**Work instructions**
• A. In the blog post on federal spending, what does the Congressional Budget Office estimate the national debt will grow to by 2019?
• B. Go on with the blog post on federal spending, starting right after its final sentence.

**Text passage**
****************

Monday, February 15, 2010

Here Come The Federal Tax Increases

It was all so predictable. In fact, I did predict it several months back.

For the past year, Congress has been on a spending binge of unprecedented proportions: Massive bailouts for Wall Street, Detroit, banks, people who can’t or won’t pay their mortgage; billions thrown at people who want to buy a new car; a trillion thrown at social welfare programs under the guise of a “stimulus”; TARP, ------ and the list goes on.

Then we get the President’s new Federal budget for next year, which has a $1.5 trillion deficit. And Congress has now raised the national debt ceiling to $14 trillion. The Congressional Budget Office estimates that the national debt will grow to $17.1 trillion by 2019.

Here a trillion, there a trillion, everywhere a trillion, trillion. My head is spinning.

Does anyone know how much a trillion is? Mathematically, the number is 1,000,000,000,000. In scientific notation, it is 1.0x10exp12. That much money will buy 10,000,000 ordinarily priced houses. Fourteen trillion - ?

To say that Congress is spending money like a bunch of drunken sailors is an insult to drunken sailors. At least drunken sailors are spending their own money, not ours like Congress does, and when the money is gone, drunken sailors have to stop spending. Congress doesn’t even have that much discipline.

This is all money that Congress has willingly, even gleefully, spent by their own decisions. The President cannot spend Federal money on his own; only Congress can authorize the spending of money.

****************

**Excerpted data**
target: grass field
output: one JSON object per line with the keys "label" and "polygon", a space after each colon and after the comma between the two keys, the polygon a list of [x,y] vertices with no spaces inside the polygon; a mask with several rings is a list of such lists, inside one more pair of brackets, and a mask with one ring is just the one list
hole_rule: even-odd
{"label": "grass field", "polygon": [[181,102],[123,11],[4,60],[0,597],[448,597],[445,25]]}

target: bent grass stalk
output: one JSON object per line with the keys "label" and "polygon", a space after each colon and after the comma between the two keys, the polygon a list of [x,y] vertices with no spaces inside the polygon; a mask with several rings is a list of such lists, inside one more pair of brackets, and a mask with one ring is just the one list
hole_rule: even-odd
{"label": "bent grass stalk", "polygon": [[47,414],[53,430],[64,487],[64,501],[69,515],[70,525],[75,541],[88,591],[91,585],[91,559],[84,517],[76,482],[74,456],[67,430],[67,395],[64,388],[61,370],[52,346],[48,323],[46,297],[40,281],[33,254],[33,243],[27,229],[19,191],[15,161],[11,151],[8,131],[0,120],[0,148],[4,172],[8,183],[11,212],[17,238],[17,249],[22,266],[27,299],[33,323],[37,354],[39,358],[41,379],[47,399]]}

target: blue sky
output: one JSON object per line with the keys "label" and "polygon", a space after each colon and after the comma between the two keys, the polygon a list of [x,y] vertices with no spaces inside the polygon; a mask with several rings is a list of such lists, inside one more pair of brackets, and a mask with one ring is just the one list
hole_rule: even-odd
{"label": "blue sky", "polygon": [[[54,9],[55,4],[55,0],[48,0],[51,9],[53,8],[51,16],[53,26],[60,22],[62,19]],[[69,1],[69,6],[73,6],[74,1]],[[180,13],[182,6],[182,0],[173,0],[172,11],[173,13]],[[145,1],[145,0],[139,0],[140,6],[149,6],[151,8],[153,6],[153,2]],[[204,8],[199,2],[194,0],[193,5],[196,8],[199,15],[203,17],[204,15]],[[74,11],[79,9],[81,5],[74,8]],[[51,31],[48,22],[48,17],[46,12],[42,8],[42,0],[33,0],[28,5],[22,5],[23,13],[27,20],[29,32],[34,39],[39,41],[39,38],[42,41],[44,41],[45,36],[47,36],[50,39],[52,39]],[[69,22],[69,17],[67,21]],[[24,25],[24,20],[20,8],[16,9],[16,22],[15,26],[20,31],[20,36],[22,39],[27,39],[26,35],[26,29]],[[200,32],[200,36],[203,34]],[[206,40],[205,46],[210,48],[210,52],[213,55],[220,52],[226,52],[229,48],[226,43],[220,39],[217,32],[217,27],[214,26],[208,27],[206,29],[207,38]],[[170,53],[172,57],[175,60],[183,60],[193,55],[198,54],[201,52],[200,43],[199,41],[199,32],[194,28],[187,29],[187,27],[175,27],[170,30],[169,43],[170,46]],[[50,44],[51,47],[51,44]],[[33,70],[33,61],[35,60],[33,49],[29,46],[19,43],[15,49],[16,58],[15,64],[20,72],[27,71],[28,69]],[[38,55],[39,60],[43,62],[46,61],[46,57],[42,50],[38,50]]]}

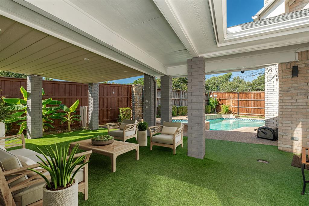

****************

**Per-task outputs**
• A. $17.1 trillion.

• B.
And now, we hear Congress talking about the budget deficit.

A deficit occurs when one spends more money than they have. It is done with borrowed money, a loan, which must eventually, of course, be paid back. It is done consciously; it requires action on the part of the borrower. It doesn’t just happen.

The situation is that Congress has been blithely spending trillion after trillion for the past year, and now they are shocked, truly shocked, to discover that there is a huge Federal deficit. To hear them talk about it, you would think that the deficit appeared spontaneously of it’s own accord, that it was somehow sprung on them, that it popped through a space-time warp from a parallel universe, or that it somehow just wandered in off the street. “Oh my, we have a huge deficit inflicted upon us, poor us, what will we do?”

The solution that Congress wants to put in place to address the deficit is, of course, tax increases. This was their plan all along, as I predicted several months ago:

Step 1 (already accomplished): Scare the public with hysterical braying about the financial apocalypse now; that if we don’t take drastic action today (remember that), the economy as we know it will cease to exist; etc., etc., etc.

Step 2 (already accomplished): Now that you have succeeded in putting the public into a state of panic, push through massive Federal spending programs on every liberal wish list item of the last fifty years. In the process, achieve the added benefit of having the Federal government take over big chunks of the auto and banking industry, for future use.

Step 3 (in process): Decry the huge budget deficit that you have thus created, only be sure to blame someone else.

Step 4 (next): Massively raise taxes to solve the deficit problem.

We are now at step three of this strategy. Step four, raise taxes, is next, but Congress does have one problem with that. They can’t just propose raising taxes, because people won’t like it, and they may actually see through the whole scheme. Congress needs to find a way to get the tax increases in place but also provide cover to themselves in the process.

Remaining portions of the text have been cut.